- [Using the information]:
a) In the text about the couple's marriage, which work and service roles does it say the two of them held in 2011?
b) Could you carry on the account of the couple's marriage, starting after its final sentence?

- [Text segment]:
* * *

Also, we had no idea
what we were doing...
We recently rewatched our wedding video & all I saw on that young girl's face was adoration of her new husband. My best friend's dad videoed the ceremony, but after that, the camera was handed off to my best friend's husband for the reception. He somehow caught on film the feelings of that day. Those quiet moments when we didn't realize anyone was watching. The details on our wedding cake. The intimacy of our first dance. We were so in love...all of those things in stage 1. It was just us & we lived in a bubble of love & time & intimacy & newness. 
It was amazing. 



I'm sure I'm the only one who has
ever thought this... ;-)
But that initial love, the newness, it wears off. You're left with this person who never leaves & who you realize does lots of things that annoy you. Maybe you have a baby or 2 & debate on how to raise them. Finances get stretched. You get stressed. You drop, exhausted, into bed each night, forgetting the one who shares that intimate place with you. 

You go through the motions of life, just surviving. And it builds & builds. And then you look around one day & say, "Wait, what happened? How did we get from 'that' to 'this'?"

(Sidenote: Young lovers, newlyweds, you think this won't happen to you. It will. I don't know 2 people more in love than Derrick & I were. But it still happened to us. It's what happens next that really matters!)


Our stage 2 really ramped up in 2011. 7 years ago. We were a mess, but I don't think we knew it at first. We had a 2 year old & a foster child - a special needs infant. We had just gone through a traumatic miscarriage. Derrick was working full-time & I was staying at home with the kids. We were also leading youth group, I was volunteering in the nursery, Derrick ran tech stuff on Sunday mornings. We were serving God & were busy, but that busyness led to a breakdown of our relationship. We were exhausted & we were taking each other for granted. After a partial nervous breakdown & a God-led move across country, we were able to reconnect.

* * *

(Point-per-instance localization data)
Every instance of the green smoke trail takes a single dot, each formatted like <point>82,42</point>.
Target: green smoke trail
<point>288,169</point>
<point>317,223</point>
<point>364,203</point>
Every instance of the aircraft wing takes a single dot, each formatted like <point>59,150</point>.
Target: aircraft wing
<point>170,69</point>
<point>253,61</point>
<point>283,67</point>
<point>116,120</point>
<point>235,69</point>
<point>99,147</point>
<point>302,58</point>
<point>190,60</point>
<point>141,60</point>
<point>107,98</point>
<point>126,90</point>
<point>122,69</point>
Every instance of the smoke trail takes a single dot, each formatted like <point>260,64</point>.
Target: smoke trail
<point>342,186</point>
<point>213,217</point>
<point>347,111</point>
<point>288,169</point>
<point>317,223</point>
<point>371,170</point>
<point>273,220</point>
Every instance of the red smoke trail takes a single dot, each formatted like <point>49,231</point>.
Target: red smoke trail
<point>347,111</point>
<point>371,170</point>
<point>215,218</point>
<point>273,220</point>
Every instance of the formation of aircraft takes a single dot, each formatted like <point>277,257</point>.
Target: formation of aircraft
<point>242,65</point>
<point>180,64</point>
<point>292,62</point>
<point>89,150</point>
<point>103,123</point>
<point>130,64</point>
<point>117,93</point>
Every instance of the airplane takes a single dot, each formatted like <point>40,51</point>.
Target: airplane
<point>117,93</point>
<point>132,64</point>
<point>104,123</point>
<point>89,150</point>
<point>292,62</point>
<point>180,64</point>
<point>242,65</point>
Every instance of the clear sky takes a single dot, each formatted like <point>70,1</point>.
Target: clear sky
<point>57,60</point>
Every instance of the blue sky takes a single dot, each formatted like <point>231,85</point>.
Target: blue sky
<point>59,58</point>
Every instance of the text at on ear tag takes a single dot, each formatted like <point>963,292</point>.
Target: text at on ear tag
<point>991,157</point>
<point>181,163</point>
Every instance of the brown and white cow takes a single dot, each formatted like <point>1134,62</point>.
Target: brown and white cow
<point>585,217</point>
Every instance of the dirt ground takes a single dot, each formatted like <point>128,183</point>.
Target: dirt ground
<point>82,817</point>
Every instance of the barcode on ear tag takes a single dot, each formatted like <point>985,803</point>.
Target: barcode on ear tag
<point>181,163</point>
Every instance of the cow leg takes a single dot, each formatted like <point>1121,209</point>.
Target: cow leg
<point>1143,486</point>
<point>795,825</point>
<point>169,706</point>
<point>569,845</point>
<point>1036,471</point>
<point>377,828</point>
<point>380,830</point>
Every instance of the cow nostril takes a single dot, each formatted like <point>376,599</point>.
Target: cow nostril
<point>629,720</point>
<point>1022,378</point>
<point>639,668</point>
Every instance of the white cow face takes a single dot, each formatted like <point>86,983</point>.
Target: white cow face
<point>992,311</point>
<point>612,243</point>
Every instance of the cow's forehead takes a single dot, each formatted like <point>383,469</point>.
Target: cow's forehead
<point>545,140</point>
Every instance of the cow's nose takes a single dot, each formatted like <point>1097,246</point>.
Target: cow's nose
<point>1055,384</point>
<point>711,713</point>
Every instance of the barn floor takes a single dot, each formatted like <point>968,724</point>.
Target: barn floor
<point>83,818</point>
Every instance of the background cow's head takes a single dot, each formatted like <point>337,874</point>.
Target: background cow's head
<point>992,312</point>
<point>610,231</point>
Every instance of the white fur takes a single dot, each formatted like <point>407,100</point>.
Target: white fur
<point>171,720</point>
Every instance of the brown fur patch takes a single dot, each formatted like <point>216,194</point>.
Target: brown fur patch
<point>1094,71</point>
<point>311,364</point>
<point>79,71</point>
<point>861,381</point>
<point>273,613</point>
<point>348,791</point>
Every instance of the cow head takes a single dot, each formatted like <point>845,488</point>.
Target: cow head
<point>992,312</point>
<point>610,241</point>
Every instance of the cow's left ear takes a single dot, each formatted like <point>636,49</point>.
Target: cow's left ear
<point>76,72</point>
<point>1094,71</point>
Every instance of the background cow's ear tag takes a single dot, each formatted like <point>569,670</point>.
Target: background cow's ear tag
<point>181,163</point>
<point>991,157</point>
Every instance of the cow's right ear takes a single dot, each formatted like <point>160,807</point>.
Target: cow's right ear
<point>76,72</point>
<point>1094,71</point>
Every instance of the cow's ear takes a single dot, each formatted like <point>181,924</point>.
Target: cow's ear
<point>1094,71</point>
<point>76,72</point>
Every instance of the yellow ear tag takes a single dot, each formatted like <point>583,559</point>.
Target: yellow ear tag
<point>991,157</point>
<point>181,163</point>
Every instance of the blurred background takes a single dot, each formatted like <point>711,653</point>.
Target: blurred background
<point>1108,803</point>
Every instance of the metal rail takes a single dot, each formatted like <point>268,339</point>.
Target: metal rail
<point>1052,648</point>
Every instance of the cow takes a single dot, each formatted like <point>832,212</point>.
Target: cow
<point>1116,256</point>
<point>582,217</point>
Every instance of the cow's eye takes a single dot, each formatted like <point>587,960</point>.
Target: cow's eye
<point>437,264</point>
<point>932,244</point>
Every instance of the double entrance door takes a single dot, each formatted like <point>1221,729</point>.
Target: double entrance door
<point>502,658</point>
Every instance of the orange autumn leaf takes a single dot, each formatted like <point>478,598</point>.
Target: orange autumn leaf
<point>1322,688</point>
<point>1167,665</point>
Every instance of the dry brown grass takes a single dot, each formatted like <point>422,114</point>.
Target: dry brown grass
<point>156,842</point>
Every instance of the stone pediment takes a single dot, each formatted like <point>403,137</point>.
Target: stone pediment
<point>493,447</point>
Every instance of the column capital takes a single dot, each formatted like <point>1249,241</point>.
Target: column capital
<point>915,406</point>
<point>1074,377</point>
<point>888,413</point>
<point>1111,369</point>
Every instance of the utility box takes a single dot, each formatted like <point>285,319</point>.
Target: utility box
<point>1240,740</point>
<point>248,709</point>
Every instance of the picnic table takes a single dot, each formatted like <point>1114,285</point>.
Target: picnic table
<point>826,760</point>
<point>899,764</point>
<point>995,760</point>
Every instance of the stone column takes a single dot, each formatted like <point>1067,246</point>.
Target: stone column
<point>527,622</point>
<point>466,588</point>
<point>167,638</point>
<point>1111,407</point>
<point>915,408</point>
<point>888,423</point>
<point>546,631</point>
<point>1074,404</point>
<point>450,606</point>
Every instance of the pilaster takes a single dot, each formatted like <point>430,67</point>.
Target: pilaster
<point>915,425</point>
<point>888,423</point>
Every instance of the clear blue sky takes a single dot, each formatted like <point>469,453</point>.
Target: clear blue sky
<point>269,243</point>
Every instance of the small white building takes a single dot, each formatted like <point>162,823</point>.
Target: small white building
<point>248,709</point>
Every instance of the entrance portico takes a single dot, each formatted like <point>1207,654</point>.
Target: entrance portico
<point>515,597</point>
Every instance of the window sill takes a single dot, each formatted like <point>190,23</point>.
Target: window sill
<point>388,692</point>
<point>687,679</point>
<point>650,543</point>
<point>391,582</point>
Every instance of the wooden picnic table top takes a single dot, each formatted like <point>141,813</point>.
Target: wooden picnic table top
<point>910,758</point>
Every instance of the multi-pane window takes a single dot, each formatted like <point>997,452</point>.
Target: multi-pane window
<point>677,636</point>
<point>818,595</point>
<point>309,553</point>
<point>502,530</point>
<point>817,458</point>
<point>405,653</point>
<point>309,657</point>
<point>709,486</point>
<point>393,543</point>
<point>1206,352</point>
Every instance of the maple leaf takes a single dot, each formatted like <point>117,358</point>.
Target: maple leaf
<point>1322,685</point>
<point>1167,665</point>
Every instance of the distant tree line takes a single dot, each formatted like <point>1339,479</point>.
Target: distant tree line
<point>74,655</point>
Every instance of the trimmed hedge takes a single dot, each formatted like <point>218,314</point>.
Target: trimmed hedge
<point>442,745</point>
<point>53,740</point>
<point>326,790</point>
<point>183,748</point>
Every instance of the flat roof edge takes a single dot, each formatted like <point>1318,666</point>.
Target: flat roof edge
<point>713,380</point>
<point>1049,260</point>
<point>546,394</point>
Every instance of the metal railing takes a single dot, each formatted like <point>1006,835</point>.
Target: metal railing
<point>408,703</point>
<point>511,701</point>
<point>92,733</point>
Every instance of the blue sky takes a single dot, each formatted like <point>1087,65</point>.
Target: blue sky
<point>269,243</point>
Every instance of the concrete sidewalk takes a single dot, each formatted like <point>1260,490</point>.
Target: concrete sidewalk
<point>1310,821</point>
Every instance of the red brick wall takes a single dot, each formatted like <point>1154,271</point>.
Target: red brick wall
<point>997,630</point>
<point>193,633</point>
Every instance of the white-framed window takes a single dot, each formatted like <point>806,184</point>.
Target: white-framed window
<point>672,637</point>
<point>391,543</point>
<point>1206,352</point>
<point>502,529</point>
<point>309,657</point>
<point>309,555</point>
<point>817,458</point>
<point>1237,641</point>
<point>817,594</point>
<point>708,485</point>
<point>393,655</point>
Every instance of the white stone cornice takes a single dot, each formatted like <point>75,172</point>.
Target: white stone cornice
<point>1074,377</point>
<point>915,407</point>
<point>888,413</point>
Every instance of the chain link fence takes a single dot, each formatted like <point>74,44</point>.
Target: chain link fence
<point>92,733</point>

* * *

- [Answers in order]:
a)
- Derrick was working full-time.
- The narrator was staying at home with the kids.
- They were leading youth group.
- The narrator was volunteering in the nursery.
- Derrick ran tech on Sunday mornings.

b)
I guess I should rephrase that: We took the time to reconnect


NBC banquet - 2014
Strong marriages aren't something that just happen. To make it from stage 2 to stage 3, it is a ton of work. Just like anything else, you have to WANT it to be better than it is. For me, stage 3 is a daily dying to self to put my selfishness aside & think about my husband's wants & needs. It's controlling my emotions in order to have a calm discussion instead of melting into a puddle of tears with every disagreement. It's communicating when it is easier to bottle everything up. It's hard. But seeing what our first 7 years were like & seeing what the last 7 years have been like, I think the work is worth it. 

(Side note #2: it also occurred to me that about 7 years into our marriage, we really started following God & doing what He was calling us to. We worked hard to get to where we are, but having God blessing you for your obedience doesn't hurt!)

I texted my BFF this week, telling her to thank her husband for the precious video we have of our reception. In the midst of my sentimental texts, I told her this: "14 years later the love is more real, but it was just so visible then. And we were babies! I'm so thankful for the marriage more than our wedding though. I want to say, 'Who would have thought our lives would turn out like this?' But really, this is exactly what I thought my life would be like. We are so blessed!"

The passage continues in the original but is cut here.